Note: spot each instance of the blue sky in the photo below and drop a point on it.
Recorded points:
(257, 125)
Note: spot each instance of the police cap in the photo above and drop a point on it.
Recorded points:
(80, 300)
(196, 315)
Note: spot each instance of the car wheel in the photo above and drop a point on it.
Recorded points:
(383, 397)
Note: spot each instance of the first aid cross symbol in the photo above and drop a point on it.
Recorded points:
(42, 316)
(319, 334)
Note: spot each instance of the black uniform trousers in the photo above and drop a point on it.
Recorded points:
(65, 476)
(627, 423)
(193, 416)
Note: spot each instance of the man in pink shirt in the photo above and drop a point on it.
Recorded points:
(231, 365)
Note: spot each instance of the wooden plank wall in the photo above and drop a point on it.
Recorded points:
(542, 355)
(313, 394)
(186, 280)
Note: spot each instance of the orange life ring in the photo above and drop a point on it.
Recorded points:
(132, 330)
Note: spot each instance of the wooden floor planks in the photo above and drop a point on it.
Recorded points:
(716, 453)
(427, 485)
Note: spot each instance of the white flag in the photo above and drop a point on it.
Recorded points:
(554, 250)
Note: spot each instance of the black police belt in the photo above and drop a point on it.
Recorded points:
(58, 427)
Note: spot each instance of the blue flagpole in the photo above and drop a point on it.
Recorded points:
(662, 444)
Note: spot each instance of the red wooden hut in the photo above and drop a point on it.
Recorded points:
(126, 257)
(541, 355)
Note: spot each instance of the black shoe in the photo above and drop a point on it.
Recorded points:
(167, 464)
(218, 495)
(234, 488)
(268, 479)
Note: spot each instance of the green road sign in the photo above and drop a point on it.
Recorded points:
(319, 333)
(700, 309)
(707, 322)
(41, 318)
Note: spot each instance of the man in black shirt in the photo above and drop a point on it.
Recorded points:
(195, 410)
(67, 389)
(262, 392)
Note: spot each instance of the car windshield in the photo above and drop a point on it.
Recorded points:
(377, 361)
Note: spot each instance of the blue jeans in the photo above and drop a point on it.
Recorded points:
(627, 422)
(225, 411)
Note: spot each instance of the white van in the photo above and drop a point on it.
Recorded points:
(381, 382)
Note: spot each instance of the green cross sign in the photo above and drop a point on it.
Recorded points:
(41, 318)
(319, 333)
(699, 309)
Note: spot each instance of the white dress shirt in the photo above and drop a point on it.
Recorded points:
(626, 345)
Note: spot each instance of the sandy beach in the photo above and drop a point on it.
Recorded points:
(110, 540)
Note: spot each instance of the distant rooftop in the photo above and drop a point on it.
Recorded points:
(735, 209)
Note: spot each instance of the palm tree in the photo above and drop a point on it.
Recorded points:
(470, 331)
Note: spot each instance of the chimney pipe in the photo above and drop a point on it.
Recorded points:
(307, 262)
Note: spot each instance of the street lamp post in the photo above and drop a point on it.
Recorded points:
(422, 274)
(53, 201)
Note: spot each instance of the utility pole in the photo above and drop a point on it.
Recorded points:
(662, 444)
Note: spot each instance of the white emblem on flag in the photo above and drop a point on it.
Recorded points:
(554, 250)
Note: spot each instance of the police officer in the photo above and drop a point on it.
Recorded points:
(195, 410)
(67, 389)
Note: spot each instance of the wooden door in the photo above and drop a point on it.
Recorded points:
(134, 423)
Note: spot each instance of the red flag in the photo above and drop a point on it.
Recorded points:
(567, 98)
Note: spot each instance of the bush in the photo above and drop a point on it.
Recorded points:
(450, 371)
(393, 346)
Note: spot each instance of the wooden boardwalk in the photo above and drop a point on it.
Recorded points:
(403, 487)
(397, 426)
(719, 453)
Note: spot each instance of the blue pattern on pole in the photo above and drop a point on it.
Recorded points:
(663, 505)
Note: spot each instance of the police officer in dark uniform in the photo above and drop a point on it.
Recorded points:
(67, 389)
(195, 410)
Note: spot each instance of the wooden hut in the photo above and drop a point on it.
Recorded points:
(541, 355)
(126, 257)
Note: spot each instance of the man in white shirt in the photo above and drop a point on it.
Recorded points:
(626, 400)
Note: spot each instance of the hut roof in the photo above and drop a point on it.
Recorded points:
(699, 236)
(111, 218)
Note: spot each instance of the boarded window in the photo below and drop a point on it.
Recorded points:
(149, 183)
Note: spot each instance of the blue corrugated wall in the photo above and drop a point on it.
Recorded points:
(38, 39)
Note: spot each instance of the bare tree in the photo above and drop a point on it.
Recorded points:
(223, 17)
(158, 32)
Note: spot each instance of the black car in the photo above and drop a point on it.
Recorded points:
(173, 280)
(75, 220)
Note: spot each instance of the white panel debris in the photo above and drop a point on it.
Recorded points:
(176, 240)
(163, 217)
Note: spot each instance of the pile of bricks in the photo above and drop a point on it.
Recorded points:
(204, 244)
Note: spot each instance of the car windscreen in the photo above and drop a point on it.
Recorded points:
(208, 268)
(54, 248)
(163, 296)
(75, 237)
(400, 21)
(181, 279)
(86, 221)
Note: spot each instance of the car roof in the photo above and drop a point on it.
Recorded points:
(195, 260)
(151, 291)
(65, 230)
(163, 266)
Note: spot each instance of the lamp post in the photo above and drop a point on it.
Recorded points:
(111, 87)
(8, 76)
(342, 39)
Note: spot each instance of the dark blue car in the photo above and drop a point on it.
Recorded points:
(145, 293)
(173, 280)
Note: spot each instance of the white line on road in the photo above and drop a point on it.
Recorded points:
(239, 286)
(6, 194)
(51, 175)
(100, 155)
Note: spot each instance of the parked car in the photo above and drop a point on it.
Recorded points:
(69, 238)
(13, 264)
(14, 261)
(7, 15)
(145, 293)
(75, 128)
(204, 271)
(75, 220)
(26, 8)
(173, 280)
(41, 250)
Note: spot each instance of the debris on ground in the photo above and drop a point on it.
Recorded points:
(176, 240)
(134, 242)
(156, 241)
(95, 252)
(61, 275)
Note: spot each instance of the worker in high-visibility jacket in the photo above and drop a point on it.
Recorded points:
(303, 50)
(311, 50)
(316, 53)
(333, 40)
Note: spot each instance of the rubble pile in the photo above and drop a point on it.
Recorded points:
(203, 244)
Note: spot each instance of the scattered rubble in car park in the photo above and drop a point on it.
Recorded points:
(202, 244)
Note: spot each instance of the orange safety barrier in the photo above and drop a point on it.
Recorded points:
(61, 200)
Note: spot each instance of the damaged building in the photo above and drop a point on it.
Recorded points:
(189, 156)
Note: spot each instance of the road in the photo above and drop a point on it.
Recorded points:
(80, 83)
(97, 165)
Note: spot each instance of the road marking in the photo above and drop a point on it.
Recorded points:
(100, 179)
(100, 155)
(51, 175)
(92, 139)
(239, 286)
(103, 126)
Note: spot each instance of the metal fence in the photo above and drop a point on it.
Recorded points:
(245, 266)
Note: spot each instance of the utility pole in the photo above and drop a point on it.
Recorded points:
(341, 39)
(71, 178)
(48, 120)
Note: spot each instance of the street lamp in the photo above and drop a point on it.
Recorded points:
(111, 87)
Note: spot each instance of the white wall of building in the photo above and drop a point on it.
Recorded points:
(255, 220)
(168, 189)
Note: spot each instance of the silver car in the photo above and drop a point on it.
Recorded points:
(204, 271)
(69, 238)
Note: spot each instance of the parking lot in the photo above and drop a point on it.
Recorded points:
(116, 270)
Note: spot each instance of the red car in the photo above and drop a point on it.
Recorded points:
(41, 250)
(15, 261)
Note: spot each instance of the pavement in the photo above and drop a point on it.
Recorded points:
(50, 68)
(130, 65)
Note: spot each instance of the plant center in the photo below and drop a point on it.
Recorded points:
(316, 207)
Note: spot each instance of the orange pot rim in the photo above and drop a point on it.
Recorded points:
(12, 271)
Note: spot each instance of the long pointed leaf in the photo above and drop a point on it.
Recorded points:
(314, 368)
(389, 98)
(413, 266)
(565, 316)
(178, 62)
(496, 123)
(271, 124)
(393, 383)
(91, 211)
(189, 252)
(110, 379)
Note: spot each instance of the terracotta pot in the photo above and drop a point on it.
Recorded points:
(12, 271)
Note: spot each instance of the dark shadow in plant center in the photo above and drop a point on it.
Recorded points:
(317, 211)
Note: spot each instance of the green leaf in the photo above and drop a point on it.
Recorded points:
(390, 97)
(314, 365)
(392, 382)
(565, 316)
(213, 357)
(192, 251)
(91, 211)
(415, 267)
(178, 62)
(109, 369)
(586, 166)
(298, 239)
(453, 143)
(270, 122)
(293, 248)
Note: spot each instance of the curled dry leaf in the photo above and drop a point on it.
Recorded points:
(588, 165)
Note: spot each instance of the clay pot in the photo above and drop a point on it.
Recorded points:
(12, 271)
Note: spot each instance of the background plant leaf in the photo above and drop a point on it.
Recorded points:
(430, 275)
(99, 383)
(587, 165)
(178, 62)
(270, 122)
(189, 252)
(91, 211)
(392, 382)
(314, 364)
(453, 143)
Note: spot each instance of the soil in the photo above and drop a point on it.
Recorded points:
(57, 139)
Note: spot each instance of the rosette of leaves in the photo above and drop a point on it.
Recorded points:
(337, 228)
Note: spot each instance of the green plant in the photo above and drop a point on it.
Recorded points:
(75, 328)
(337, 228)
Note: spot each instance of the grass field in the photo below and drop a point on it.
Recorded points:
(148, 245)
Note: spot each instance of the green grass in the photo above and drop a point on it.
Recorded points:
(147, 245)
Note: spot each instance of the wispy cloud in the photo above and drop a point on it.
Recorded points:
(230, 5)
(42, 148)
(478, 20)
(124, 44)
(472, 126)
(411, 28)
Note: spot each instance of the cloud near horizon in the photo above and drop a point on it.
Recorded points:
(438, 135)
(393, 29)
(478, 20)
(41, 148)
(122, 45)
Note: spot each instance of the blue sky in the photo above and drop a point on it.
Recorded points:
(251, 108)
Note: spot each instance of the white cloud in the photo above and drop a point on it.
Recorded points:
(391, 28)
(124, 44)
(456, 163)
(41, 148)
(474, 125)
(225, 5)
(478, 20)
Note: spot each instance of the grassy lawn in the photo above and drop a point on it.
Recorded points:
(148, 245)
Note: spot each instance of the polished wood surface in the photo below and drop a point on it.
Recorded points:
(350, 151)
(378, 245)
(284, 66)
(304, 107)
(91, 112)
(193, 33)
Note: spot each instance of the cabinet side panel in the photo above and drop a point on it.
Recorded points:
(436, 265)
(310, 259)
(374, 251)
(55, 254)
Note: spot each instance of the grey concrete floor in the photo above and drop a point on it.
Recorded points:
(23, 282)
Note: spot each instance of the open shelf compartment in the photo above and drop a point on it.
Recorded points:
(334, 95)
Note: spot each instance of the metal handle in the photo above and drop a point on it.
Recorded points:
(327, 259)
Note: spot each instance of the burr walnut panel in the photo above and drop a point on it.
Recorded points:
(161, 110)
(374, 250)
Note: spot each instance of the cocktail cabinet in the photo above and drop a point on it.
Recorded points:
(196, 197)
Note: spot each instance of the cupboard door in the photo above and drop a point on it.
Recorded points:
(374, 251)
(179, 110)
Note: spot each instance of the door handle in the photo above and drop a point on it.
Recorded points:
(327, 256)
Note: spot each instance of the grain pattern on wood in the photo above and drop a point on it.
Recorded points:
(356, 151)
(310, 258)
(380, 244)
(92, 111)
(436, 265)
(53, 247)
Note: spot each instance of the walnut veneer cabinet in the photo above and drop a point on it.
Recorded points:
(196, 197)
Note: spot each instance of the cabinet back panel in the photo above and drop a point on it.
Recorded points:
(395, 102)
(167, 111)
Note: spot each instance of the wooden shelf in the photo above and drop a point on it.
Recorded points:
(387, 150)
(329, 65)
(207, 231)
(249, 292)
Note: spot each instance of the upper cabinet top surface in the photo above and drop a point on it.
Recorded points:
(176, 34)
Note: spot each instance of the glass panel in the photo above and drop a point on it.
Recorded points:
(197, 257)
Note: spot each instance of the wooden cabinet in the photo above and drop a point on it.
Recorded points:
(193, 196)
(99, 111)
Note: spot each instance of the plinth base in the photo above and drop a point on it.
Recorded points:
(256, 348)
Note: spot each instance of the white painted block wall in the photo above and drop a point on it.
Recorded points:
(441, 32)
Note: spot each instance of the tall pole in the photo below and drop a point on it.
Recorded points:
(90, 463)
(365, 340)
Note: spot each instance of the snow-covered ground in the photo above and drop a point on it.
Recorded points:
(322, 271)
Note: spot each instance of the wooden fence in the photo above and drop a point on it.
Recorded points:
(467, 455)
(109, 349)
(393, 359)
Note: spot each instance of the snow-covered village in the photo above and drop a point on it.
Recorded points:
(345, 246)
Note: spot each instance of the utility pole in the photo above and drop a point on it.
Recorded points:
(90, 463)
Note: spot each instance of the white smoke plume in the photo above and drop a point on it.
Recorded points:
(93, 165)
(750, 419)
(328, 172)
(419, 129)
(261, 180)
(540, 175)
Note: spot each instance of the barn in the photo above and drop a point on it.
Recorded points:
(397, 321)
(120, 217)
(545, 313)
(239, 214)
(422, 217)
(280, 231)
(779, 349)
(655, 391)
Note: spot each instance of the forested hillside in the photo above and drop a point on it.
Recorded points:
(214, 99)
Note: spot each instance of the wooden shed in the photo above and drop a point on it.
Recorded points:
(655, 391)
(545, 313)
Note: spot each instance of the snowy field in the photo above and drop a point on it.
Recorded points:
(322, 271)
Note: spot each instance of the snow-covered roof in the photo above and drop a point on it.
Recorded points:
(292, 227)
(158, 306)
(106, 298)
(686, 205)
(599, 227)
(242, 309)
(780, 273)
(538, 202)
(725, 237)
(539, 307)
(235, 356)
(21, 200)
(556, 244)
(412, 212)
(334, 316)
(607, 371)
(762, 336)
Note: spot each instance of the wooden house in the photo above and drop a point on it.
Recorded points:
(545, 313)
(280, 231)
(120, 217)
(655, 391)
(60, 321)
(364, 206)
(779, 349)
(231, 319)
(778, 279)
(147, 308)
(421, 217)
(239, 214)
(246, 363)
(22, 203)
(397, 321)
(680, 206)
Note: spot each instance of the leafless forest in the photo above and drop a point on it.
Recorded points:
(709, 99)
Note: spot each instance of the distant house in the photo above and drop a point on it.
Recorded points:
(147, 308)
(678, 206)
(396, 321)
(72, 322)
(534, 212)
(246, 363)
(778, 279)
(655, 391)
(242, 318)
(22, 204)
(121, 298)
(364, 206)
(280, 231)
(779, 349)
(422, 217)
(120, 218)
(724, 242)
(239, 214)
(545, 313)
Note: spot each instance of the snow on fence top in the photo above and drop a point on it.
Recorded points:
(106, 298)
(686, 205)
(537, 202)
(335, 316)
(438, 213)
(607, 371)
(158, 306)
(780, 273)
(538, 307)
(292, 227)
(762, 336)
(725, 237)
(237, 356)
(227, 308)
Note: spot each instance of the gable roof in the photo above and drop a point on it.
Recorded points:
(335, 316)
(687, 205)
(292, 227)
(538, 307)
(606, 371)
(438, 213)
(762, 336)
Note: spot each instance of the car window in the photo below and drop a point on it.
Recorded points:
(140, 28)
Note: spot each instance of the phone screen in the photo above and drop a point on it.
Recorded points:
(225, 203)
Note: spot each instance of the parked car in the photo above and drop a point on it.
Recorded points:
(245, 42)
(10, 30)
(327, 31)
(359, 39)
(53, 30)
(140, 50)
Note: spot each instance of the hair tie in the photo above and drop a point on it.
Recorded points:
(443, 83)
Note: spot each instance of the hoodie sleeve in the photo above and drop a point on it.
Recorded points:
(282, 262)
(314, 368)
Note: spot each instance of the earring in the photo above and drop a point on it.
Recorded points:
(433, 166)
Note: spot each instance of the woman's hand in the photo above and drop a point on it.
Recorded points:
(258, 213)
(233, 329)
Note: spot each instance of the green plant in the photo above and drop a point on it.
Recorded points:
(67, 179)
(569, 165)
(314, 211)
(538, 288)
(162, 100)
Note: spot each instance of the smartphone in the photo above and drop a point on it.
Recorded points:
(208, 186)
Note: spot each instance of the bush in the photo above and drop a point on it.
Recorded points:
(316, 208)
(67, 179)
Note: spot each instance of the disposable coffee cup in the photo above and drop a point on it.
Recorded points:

What to work on =>
Output should match, line for line, the stretch of the material above from the line holding "Note: spot each instance of the grass field" through the line holding "Note: spot each instance of the white cloud".

Task response =>
Note: spot each instance of the grass field in the photo below and drop a point on it.
Recorded points:
(148, 245)
Note: spot each instance of the green grass in the photo above and drop a point on it.
Recorded points:
(147, 245)
Note: spot each instance of the wispy cloud in the photo above and drop a point on it.
Recorded points:
(230, 5)
(42, 148)
(478, 20)
(124, 44)
(472, 126)
(411, 28)
Note: spot each instance of the cloud near horizon in the photo above and drop a point on it.
Recorded points:
(438, 135)
(393, 29)
(478, 20)
(41, 148)
(122, 45)
Note: spot each instance of the blue sky in the photo above and drop a point on it.
Recorded points:
(251, 108)
Note: spot each instance of the white cloud in the photo above and drop a point on it.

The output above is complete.